Point-per-instance localization data —
++++

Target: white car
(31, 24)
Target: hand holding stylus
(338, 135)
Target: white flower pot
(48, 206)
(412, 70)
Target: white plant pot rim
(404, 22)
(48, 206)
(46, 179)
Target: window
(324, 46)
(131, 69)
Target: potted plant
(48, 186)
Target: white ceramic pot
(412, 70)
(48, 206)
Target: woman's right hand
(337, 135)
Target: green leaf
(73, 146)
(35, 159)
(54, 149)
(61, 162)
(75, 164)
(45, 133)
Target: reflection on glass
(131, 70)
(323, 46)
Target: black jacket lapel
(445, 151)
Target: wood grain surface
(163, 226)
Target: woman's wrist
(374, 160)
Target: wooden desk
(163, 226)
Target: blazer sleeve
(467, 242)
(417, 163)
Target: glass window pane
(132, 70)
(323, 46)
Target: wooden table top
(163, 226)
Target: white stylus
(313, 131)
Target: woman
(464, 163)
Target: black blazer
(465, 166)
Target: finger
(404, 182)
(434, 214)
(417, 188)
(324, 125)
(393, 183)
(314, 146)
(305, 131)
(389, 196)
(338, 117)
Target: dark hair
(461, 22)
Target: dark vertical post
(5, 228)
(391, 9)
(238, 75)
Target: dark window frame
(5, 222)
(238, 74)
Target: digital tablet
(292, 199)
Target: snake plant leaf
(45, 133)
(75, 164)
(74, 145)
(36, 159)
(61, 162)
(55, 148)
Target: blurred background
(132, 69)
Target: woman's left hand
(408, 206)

++++

TASK TO COMPLETE —
Give the data again, exactly as written.

REPLY —
Target: white car
(31, 24)
Target: hand holding stylus
(338, 135)
Target: white flower pot
(48, 206)
(412, 70)
Target: white plant pot rim
(404, 22)
(48, 206)
(46, 179)
Target: window
(324, 46)
(131, 69)
Target: potted plant
(48, 186)
Target: white ceramic pot
(412, 70)
(48, 206)
Target: woman's right hand
(337, 135)
Target: green leaf
(73, 146)
(35, 159)
(54, 149)
(61, 162)
(75, 164)
(45, 133)
Target: reflection on glass
(131, 70)
(323, 46)
Target: black jacket lapel
(445, 151)
Target: wood grain surface
(163, 226)
Target: woman's wrist
(374, 160)
Target: wooden desk
(163, 226)
Target: blazer sleeve
(467, 242)
(417, 163)
Target: glass window pane
(132, 70)
(323, 46)
Target: wooden table top
(163, 226)
Target: white stylus
(313, 131)
Target: woman
(464, 163)
Target: black blazer
(465, 166)
Target: finger
(404, 182)
(434, 214)
(417, 188)
(324, 125)
(393, 183)
(314, 146)
(305, 131)
(389, 196)
(338, 117)
Target: dark hair
(461, 22)
Target: dark vertical post
(5, 228)
(391, 9)
(238, 75)
Target: dark window frame
(5, 222)
(238, 74)
Target: digital tablet
(292, 199)
Target: snake plant leaf
(45, 133)
(75, 164)
(74, 145)
(36, 159)
(61, 162)
(55, 148)
Target: blurred background
(132, 69)
Target: woman's left hand
(408, 206)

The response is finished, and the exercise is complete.